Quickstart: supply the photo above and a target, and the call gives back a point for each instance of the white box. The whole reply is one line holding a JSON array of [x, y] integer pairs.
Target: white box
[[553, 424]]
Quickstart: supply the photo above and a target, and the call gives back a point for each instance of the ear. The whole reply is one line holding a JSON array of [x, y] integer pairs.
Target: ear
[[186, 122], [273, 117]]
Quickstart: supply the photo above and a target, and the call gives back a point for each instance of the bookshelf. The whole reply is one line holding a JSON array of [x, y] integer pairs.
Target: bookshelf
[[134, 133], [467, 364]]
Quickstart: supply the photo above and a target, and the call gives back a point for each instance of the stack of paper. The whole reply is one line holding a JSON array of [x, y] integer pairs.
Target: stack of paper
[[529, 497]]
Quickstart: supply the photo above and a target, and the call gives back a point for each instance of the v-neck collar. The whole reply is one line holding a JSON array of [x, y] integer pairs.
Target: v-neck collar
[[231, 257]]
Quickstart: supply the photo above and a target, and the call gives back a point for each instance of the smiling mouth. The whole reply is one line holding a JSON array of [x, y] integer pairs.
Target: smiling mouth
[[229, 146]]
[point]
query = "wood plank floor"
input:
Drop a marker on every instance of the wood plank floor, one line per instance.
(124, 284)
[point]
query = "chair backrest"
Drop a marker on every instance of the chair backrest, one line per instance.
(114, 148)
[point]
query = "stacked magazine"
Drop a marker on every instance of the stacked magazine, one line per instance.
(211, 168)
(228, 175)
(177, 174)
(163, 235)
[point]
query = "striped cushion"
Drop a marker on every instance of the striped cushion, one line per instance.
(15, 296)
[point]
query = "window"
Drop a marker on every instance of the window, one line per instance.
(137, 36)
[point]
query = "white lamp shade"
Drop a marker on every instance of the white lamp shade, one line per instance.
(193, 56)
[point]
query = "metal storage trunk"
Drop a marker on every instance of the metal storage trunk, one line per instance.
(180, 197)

[Problem to solve] Give back exactly the lines from the one containing "Target: ear" through the last line of the records.

[Finished exercise]
Target: ear
[[186, 122], [273, 117]]
Quickstart: supply the photo above and a target, and the call gives back a point for each instance of the bookshelf. The whole reply is one line holding a JSON array of [x, y] integer pairs.
Target: bookshelf
[[134, 133], [467, 364]]
Quickstart: supply the photo above and a target, and the call gives back a point for each instance of the stack of paper. The whole reply is one line holding a JSON array of [x, y] integer pairs.
Target: stack of paper
[[529, 497]]
Quickstart: supply the photo above and a target, and the call gives back a point for each instance of the v-neck collar. The whole reply is one line holding a JSON array of [x, y] integer pairs.
Target: v-neck collar
[[231, 257]]
Quickstart: supply the photo above and a target, and the call gives back a point for each instance of the smiling mouth. The whole reply is one line holding a JSON array of [x, y] integer pairs.
Target: smiling mouth
[[229, 146]]
[point]
query = "wood plank floor"
input:
Drop a marker on every instance of the wood plank floor, one line per instance.
(124, 284)
[point]
query = "chair backrest"
Drop a marker on every instance of the chair backrest, one line per instance.
(114, 148)
[point]
query = "stacked magazine"
Drop a marker on every instance of the stacked magazine, one line per instance.
(211, 168)
(228, 175)
(177, 174)
(163, 235)
[point]
query = "striped cushion"
Drop a marker on every instance of the striped cushion, one line per instance.
(15, 296)
[point]
query = "window"
Drop a marker on every instance of the window, one line per instance.
(137, 36)
[point]
query = "white lamp shade"
Drop a marker on every instance of the white lamp shade, one line per instance.
(193, 56)
[point]
query = "metal storage trunk"
Drop a marker on every instance of the metal storage trunk, one line per instance.
(180, 197)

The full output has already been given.